TEXTO FORNECIDO.

Dr. Clemar – Há muitas situações estressantes, mas acho que a pior delas foi o acidente do Paulo Roberto Salles, no último Sertões. Nós demoramos, de helicóptero, quase meia hora para chegar ao local do acidente e ainda o encontramos vivo . Percebemos desde o início que a situação era grave e que, embora equipados, precisaríamos da estrutura de um hospital para salvá-lo. Porém, o hospital mais próximo ficava em Brasília e levaríamos 45 minutos para chegar, mesmo estando literalmente voando. Fizemos tudo o que era possível mas acabamos perdendo a luta.
Aventura Brasil – E qual foi a sua sensação neste momento?
Dr. Clemar – A sensação num momento desses é de tristeza e frustração. Nós sabemos que, devido aos riscos naturais desses esportes, aliados a todas as dificuldades para o nosso trabalho, existe a possibilidade de perdermos alguma batalha. Isso não tem acontecido com freqüência, mas é uma coisa para a qual devemos estar preparados. Só é difícil não sentir muito quando algo assim acontece.
Aventura Brasil E numa corrida de aventura, qual é o momento de maior estresse para os médicos?
Dr. Clemar – Fico muito estressado quando um atleta some e a gente não sabe exatamente onde ele pode estar. Numa corrida de aventura, os riscos são muitos. Embora não existam registros deste tipo de ocorrência, se o atleta for picado por uma cobra cascavel ou coral, por exemplo, precisará ser tratado com urgência. A mesma coisa no caso de uma hipotermia mais séria. Mais uma vez, o tempo será o grande adversário.

REQUISITOS DA TAREFA. Transcreva, palavra por palavra, o trecho da entrevista com o Dr. Clemar que começa nas palavras "Aventura Brasil –" e termina após as palavras "para os médicos?".

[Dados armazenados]
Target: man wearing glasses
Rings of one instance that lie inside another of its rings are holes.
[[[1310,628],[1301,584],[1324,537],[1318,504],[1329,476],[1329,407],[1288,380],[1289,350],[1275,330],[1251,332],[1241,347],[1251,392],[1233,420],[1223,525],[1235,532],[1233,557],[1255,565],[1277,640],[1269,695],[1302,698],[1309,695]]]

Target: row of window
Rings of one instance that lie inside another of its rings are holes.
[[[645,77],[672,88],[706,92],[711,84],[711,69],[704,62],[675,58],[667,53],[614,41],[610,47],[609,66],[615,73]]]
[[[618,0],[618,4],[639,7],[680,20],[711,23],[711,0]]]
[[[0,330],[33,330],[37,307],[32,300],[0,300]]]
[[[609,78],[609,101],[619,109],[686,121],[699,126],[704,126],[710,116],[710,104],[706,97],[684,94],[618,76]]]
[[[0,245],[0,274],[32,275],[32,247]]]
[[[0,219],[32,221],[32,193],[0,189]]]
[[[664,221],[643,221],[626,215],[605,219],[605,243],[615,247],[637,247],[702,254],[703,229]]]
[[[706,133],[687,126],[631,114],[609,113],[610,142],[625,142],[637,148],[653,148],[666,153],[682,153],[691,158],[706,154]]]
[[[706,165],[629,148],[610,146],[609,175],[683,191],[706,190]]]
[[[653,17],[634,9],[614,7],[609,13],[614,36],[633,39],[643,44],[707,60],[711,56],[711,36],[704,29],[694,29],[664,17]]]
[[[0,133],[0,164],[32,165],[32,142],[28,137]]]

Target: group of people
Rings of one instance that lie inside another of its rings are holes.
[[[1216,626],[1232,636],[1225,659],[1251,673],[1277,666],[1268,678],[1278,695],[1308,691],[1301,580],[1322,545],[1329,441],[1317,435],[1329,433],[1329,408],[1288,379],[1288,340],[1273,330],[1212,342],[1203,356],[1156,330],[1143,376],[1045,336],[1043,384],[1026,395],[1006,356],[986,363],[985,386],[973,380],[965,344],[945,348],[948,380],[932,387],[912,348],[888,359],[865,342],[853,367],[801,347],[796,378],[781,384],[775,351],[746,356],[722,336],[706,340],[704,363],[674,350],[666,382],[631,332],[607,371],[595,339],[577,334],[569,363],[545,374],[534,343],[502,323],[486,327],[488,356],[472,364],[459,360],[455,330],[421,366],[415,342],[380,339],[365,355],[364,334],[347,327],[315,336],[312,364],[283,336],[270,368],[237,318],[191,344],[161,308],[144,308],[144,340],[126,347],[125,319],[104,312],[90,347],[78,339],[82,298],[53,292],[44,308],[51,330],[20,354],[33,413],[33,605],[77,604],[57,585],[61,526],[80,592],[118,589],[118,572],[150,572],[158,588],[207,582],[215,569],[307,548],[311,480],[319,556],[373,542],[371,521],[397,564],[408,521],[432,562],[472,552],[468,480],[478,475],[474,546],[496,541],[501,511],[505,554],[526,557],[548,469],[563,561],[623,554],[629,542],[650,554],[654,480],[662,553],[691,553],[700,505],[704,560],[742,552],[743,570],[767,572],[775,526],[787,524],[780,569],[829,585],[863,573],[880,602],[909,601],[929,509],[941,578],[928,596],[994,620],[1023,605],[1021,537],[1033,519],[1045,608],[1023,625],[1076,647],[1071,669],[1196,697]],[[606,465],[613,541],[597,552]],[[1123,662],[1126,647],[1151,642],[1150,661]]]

* * *

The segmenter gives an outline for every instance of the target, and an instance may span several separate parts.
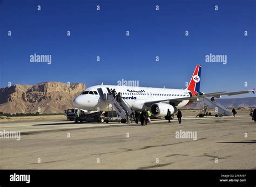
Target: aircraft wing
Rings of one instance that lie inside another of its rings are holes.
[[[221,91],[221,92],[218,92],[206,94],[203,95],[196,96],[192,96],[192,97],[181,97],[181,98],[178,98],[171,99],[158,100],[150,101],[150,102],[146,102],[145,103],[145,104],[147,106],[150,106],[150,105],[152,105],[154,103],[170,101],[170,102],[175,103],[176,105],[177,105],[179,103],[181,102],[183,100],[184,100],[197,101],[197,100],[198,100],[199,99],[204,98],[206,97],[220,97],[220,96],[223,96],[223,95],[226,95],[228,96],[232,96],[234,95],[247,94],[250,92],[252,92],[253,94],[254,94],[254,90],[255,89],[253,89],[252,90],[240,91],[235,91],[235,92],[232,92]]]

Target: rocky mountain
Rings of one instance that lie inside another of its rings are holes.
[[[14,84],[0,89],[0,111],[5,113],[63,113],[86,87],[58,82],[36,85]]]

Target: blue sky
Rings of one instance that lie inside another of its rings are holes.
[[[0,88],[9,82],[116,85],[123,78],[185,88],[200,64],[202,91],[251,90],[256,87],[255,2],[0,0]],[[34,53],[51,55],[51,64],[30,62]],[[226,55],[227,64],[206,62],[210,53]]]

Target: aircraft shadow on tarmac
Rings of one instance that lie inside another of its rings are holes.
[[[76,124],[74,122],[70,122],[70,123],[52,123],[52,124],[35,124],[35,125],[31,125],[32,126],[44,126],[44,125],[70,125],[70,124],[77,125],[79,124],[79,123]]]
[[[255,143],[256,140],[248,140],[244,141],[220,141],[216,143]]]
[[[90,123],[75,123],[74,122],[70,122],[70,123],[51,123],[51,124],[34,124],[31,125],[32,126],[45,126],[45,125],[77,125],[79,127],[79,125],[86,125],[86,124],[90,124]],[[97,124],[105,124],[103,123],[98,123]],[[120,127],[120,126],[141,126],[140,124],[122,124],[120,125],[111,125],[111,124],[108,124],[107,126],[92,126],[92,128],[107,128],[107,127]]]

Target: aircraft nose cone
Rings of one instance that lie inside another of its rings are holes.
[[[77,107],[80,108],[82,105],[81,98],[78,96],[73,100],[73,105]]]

RESOLUÇÃO DO EXERCÍCIO.
Aventura Brasil – E qual foi a sua sensação neste momento?
Dr. Clemar – A sensação num momento desses é de tristeza e frustração. Nós sabemos que, devido aos riscos naturais desses esportes, aliados a todas as dificuldades para o nosso trabalho, existe a possibilidade de perdermos alguma batalha. Isso não tem acontecido com freqüência, mas é uma coisa para a qual devemos estar preparados. Só é difícil não sentir muito quando algo assim acontece.
Aventura Brasil E numa corrida de aventura, qual é o momento de maior estresse para os médicos?